[WRITTEN EXERCISE]
Show every line in the entries below that contains the word "sunglasses".

— Start of EXERCISE MATERIALS —

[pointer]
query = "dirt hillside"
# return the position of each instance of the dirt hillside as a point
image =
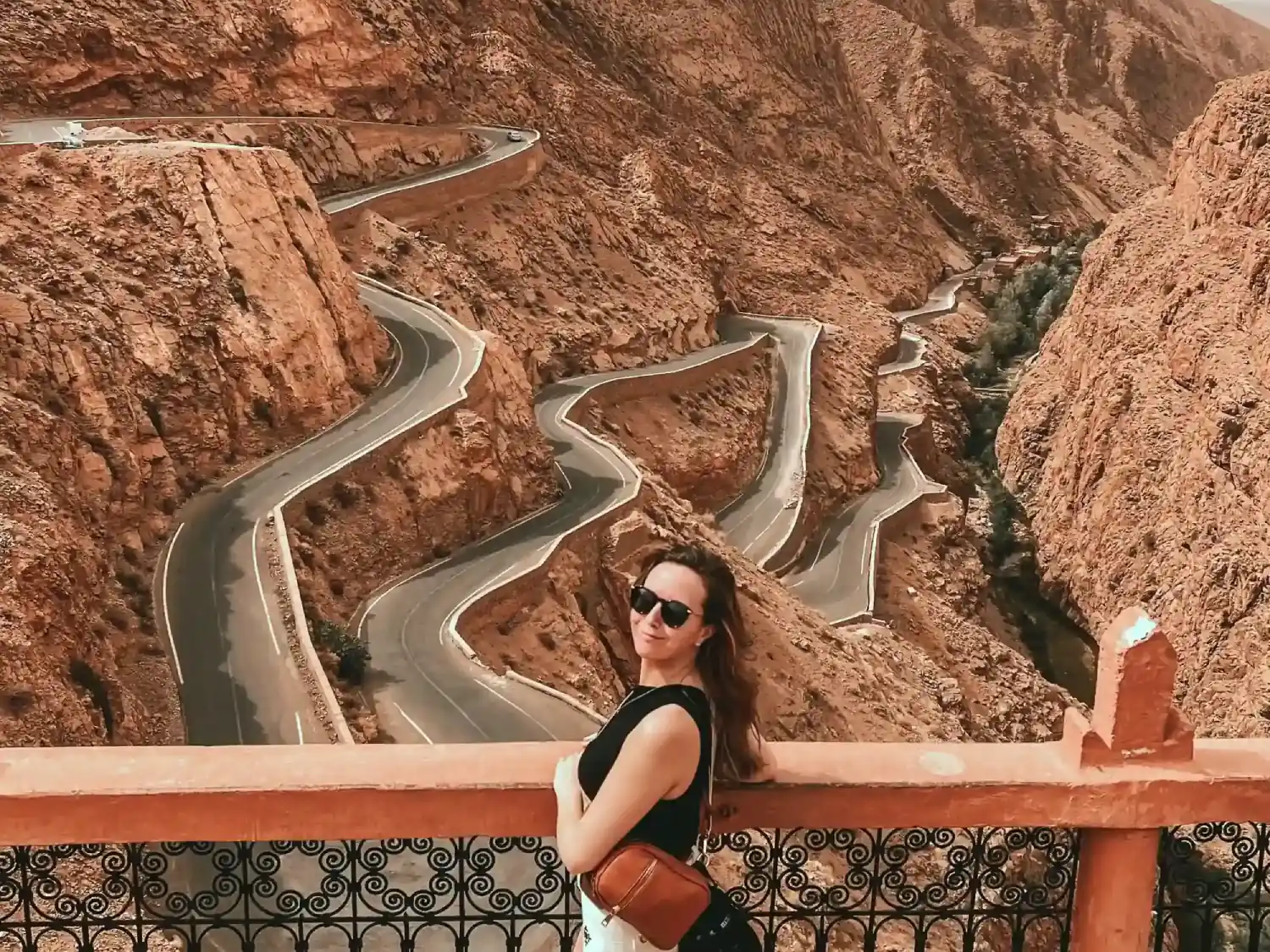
(1140, 438)
(169, 312)
(998, 109)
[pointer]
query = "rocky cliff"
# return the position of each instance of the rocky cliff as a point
(1138, 439)
(455, 480)
(1000, 109)
(170, 312)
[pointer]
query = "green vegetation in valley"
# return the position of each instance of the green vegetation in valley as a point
(351, 654)
(1025, 309)
(1020, 314)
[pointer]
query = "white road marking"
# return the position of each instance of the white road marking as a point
(163, 599)
(259, 584)
(411, 723)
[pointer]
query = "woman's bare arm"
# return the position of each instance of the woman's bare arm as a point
(766, 763)
(657, 759)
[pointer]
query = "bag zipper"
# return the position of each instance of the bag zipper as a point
(632, 893)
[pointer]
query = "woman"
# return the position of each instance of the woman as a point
(644, 776)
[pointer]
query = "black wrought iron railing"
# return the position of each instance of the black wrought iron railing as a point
(921, 889)
(1213, 893)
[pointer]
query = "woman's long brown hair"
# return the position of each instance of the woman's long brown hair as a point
(729, 683)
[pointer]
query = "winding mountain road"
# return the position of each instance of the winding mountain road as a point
(238, 680)
(229, 649)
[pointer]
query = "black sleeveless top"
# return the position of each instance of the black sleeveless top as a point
(671, 824)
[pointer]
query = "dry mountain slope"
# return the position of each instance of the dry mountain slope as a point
(696, 152)
(168, 312)
(1138, 441)
(1006, 108)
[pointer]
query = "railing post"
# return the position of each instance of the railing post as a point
(1135, 721)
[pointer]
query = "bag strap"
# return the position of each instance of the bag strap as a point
(705, 825)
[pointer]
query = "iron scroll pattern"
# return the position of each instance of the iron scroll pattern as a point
(997, 889)
(1213, 889)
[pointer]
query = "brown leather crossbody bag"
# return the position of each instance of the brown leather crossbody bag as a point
(654, 893)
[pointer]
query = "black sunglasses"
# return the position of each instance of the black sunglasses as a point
(675, 614)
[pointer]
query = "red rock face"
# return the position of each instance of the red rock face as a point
(1138, 439)
(169, 312)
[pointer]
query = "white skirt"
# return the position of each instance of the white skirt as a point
(615, 937)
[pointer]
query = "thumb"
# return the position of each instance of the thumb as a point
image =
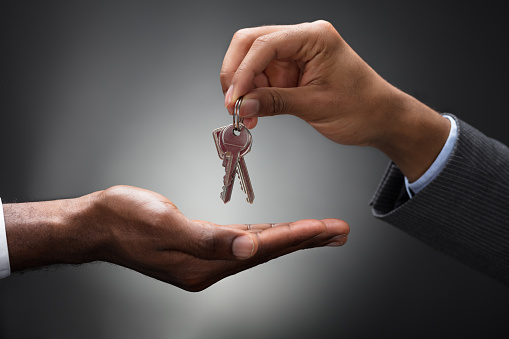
(211, 241)
(270, 101)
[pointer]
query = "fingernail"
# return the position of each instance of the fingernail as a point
(338, 240)
(228, 96)
(335, 244)
(243, 247)
(249, 107)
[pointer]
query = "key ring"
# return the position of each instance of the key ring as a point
(237, 120)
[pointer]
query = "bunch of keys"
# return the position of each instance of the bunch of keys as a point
(233, 142)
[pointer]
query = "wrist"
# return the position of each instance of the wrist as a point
(413, 134)
(52, 232)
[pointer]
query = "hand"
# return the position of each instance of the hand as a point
(308, 70)
(144, 231)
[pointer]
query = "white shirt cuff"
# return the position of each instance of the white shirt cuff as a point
(439, 163)
(5, 267)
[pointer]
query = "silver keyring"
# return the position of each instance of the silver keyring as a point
(237, 120)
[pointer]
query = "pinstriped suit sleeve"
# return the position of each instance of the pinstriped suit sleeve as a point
(464, 211)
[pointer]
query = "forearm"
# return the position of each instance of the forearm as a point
(51, 232)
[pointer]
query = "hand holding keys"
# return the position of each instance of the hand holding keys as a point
(233, 142)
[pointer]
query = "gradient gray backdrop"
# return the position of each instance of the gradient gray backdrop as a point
(98, 93)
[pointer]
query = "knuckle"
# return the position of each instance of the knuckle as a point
(193, 282)
(208, 243)
(275, 103)
(324, 25)
(242, 34)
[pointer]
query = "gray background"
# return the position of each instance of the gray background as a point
(98, 93)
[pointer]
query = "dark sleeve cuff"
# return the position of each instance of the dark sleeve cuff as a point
(464, 211)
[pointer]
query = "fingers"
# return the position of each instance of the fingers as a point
(302, 102)
(298, 43)
(239, 47)
(262, 241)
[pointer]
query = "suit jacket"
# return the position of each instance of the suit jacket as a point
(464, 211)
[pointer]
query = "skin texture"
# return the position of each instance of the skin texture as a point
(144, 231)
(309, 71)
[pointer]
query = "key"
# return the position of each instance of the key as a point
(235, 146)
(245, 181)
(231, 148)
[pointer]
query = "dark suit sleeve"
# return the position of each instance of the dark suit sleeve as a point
(464, 211)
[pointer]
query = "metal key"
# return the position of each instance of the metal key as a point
(245, 181)
(235, 147)
(228, 161)
(232, 148)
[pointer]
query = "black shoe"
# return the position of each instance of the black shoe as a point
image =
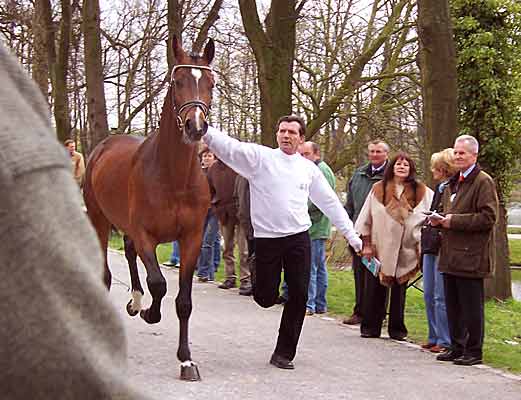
(400, 338)
(468, 360)
(449, 355)
(281, 362)
(354, 319)
(369, 335)
(227, 285)
(245, 291)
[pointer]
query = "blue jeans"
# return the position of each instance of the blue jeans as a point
(174, 258)
(434, 296)
(205, 266)
(217, 250)
(317, 277)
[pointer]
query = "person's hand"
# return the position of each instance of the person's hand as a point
(367, 252)
(445, 222)
(356, 244)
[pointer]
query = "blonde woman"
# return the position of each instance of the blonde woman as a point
(442, 167)
(390, 224)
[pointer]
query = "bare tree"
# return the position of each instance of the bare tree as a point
(274, 49)
(97, 110)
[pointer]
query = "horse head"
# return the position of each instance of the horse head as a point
(191, 86)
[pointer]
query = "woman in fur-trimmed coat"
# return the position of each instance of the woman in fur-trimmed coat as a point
(390, 224)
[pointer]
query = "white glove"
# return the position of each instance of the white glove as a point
(356, 244)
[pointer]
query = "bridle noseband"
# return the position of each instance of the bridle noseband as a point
(205, 108)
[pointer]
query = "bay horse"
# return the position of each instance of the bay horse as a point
(154, 191)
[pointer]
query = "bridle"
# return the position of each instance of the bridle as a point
(205, 108)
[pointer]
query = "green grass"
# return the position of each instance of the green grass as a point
(515, 231)
(515, 251)
(502, 319)
(516, 275)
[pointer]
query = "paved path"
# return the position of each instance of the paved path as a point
(232, 340)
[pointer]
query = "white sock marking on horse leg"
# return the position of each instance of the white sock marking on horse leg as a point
(187, 363)
(136, 300)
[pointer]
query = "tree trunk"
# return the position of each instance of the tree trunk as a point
(59, 75)
(500, 285)
(42, 30)
(175, 28)
(202, 36)
(96, 106)
(274, 51)
(438, 73)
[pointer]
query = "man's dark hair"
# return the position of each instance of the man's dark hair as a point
(294, 118)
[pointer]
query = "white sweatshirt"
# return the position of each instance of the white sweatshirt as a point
(280, 185)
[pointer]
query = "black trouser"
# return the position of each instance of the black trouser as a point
(360, 273)
(464, 298)
(293, 253)
(375, 308)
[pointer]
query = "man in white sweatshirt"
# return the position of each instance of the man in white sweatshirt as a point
(281, 180)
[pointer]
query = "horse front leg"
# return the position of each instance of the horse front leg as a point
(155, 281)
(189, 254)
(134, 305)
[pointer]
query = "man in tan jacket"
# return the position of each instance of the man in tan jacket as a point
(470, 206)
(78, 165)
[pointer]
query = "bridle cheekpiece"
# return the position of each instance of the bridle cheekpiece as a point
(192, 103)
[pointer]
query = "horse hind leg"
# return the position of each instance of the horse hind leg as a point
(102, 226)
(134, 305)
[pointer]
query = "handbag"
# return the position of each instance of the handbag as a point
(430, 239)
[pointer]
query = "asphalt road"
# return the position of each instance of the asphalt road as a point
(232, 339)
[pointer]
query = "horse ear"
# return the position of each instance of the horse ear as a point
(209, 51)
(177, 47)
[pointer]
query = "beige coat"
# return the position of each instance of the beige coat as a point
(393, 229)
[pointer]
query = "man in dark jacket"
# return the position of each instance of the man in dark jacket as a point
(359, 187)
(467, 251)
(221, 179)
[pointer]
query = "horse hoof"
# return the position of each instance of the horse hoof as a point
(130, 310)
(190, 372)
(145, 314)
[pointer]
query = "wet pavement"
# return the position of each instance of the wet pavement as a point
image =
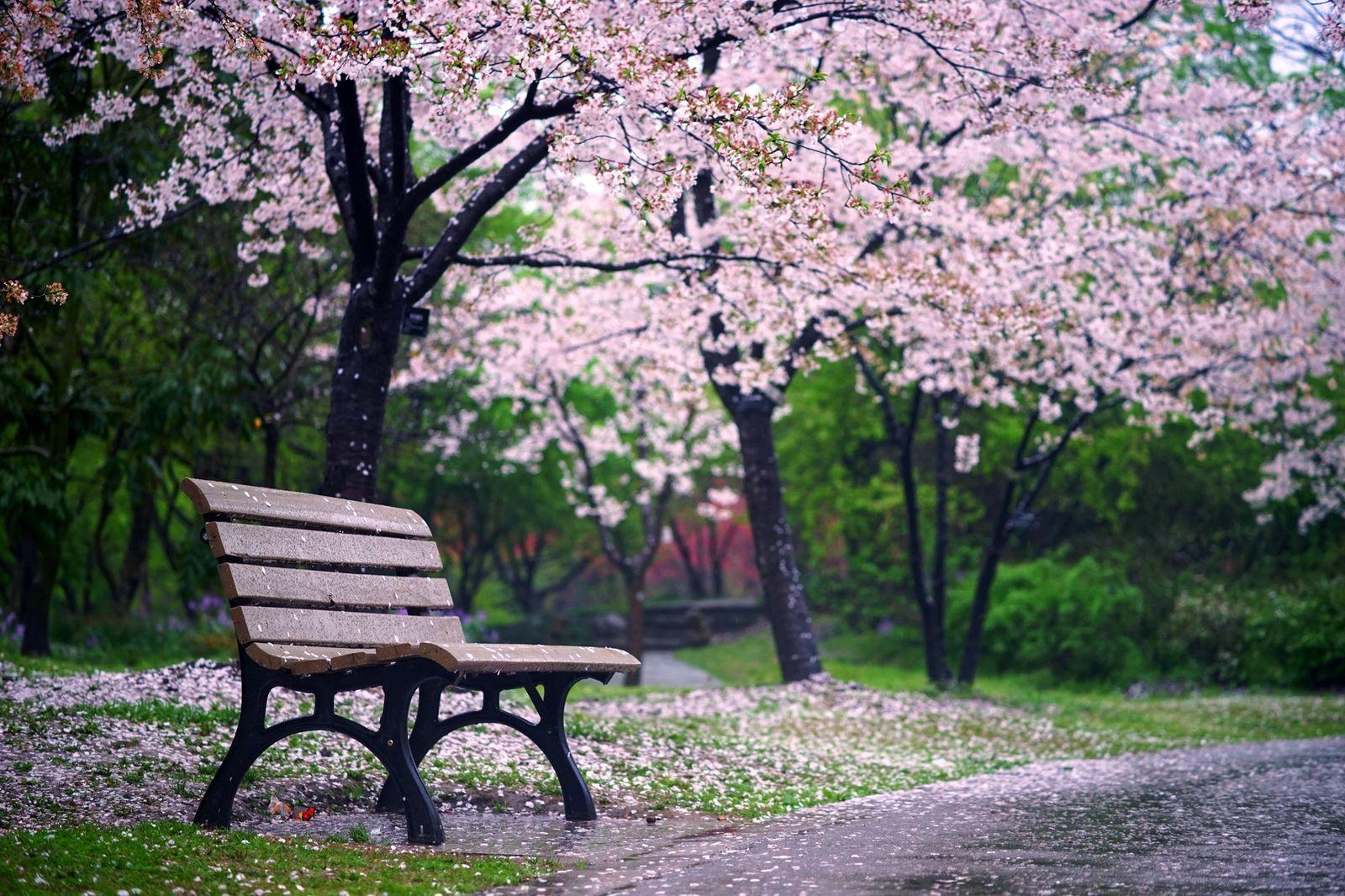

— End of EXERCISE MATERIALS —

[TASK RESPONSE]
query = "black sunglasses"
# return the position of each instance of the black sunglasses as a point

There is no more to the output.